## Instruction A
Please list each line of the records below that contains the string "shirt", treating uppercase and lowercase as different.
══════════
Uploaded image for project: 'Apache Airflow'
  1. Apache Airflow
  2. AIRFLOW-6609

Airflow upgradedb fails serialized_dag table add on revision id d38e04c12aa2

    XMLWordPrintableJSON

    Details

    • Type: Bug
    • Status: Open
    • Priority: Major
    • Resolution: Unresolved
    • Affects Version/s: 1.10.7
    • Fix Version/s: None
    • Component/s: database
    • Labels:

      Description

      We're attempting an upgrade from 1.10.3 to 1.10.7 to use some of the great features available in later revisions; however, the upgrade from 1.10.6 to 1.10.7 is causing some heartburn.

      Runtime environment:

      • Docker containers for each runtime segment (webserver, scheduler, flower, postgres, redis, worker)
      • Using CeleryExecutor queued with Redis
      • Using Postgres backend

       

      Steps to reproduce:

      1. Author base images relating to each version of Airflow between 1.10.3 and 1.10.7 (if you want the full regression we have done)
      2. 'airflow initdb' on revision 1.10.3
      3. Start up the containers, run some dags, produce metadata
      4. Increment / swap out base image revision from 1.10.3 base to 1.10.4 base image
      5. Run 'airflow upgradedb'
      6. Validate success
      n. Eventually you will get to the 1.10.6 revision, stepping up to 1.10.7, which produces the error below

       

      INFO  [alembic.runtime.migration] Running upgrade 6e96a59344a4 -> d38e04c12aa2, add serialized_dag table
      Revision ID: d38e04c12aa2
      Revises: 6e96a59344a4
      Create Date: 2019-08-01 14:39:35.616417
      Traceback (most recent call last):
        File "/opt/anaconda/miniconda3/envs/airflow/lib/python3.6/site-packages/sqlalchemy/engine/base.py", line 1246, in _execute_context
          cursor, statement, parameters, context
        File "/opt/anaconda/miniconda3/envs/airflow/lib/python3.6/site-packages/sqlalchemy/engine/default.py", line 581, in do_execute
          cursor.execute(statement, parameters)
══════════
## Instruction B
Answer these questions about the Airflow issue above, one answer per line:
(i) Which version does the issue list under "Affects Version/s"?
(ii) What database backend does the runtime environment use?
(iii) Which command is run after the base image is swapped to the next version?

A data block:
══════════
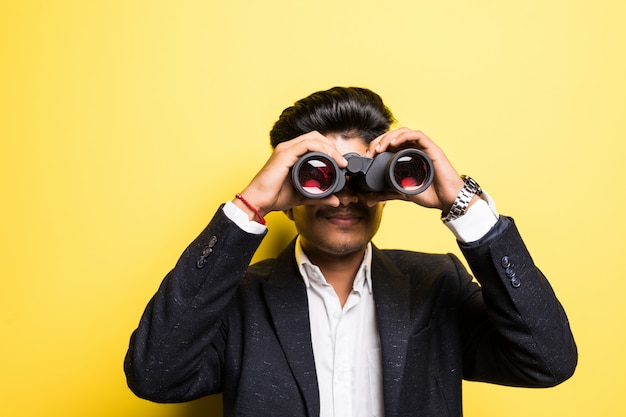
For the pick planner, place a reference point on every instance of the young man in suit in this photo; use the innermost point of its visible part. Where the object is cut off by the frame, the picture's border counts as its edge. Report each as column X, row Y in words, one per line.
column 334, row 326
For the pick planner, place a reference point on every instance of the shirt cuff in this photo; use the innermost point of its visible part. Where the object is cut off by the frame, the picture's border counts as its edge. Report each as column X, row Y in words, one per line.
column 476, row 222
column 241, row 219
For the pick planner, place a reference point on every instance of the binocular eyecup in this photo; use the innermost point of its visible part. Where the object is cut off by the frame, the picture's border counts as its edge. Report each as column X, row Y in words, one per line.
column 409, row 171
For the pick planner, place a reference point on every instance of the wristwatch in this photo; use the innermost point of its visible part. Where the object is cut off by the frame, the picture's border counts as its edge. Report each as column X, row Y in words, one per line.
column 470, row 187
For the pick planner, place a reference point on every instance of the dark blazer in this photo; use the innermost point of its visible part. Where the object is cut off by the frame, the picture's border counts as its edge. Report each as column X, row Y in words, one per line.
column 217, row 325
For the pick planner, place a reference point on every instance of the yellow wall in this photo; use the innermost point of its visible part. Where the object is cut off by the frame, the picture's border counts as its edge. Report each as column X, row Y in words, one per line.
column 124, row 124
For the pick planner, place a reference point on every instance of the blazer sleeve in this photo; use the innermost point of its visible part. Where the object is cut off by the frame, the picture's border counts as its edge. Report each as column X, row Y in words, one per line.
column 516, row 331
column 176, row 352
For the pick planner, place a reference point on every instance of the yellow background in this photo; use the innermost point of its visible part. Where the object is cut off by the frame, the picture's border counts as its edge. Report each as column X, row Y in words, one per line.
column 125, row 123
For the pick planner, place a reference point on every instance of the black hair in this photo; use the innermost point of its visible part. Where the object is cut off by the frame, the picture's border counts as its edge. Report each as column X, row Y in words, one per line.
column 348, row 111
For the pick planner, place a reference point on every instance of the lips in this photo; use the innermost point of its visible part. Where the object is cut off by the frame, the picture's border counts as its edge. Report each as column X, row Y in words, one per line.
column 342, row 217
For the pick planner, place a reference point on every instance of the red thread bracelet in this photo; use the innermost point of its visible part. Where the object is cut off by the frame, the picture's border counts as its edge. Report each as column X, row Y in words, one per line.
column 251, row 207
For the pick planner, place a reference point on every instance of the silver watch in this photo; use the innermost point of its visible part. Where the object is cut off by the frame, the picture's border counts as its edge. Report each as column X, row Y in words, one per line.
column 470, row 187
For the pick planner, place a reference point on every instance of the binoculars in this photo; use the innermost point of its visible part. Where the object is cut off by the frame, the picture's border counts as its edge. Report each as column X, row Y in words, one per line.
column 409, row 171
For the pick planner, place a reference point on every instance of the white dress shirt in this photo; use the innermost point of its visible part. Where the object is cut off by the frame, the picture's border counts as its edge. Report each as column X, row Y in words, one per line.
column 346, row 344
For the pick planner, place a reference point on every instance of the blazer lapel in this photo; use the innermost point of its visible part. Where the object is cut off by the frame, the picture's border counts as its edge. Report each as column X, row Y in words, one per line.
column 393, row 303
column 286, row 298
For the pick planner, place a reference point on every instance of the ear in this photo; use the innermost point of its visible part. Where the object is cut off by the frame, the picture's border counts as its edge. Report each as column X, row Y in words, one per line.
column 289, row 213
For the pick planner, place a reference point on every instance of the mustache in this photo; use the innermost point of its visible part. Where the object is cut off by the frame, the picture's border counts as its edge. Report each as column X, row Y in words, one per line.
column 352, row 211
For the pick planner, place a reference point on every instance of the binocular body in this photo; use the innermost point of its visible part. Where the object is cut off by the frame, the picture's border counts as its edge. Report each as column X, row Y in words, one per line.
column 409, row 171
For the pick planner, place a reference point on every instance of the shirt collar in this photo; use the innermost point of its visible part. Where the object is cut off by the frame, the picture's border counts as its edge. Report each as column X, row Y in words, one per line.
column 311, row 272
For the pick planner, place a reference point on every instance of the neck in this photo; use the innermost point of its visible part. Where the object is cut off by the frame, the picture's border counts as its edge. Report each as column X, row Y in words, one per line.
column 339, row 270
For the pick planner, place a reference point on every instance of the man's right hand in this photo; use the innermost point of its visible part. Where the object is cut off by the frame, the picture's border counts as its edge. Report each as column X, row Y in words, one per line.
column 271, row 188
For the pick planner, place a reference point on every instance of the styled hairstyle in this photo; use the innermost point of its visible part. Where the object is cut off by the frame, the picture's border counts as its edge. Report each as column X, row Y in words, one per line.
column 348, row 111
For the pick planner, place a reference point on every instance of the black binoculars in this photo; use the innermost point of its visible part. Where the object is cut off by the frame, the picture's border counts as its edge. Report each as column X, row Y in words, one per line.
column 409, row 171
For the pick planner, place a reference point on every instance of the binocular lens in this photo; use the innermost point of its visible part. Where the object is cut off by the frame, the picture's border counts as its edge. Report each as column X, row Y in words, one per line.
column 409, row 172
column 316, row 175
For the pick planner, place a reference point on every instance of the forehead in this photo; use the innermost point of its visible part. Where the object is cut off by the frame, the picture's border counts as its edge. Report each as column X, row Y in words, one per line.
column 352, row 144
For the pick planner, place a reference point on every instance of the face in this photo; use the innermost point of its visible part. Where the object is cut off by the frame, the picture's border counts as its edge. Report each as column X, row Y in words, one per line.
column 327, row 231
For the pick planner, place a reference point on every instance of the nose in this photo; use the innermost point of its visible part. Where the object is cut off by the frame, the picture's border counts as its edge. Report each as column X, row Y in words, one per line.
column 347, row 196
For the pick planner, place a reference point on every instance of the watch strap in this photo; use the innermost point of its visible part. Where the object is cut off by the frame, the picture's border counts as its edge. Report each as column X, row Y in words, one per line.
column 460, row 204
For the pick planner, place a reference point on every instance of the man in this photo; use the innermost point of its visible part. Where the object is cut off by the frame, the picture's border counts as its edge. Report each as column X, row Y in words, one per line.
══════════
## Task answer A
For the pick planner, place a reference point on every instance of the shirt cuff in this photo; use the innermost point of its visible part. Where the object is cut off by the frame, the picture's border counts as its edge. Report each as column X, row Y in words, one per line.
For the pick planner, place a reference point on every instance of the white dress shirt in this photo; use the innermost point of its visible part. Where the object is cut off by the frame, the picture's border counts as its edge. Report each as column X, row Y in words, one per line.
For the pick planner, place a reference point on every instance of the shirt collar in this photo; use the innermost point of its visible part. Where the object is cut off by the frame, the picture's border counts as its edge. Report each as column X, row Y in words, one per line.

## Task answer B
(i) 1.10.7
(ii) Postgres
(iii) 'airflow upgradedb'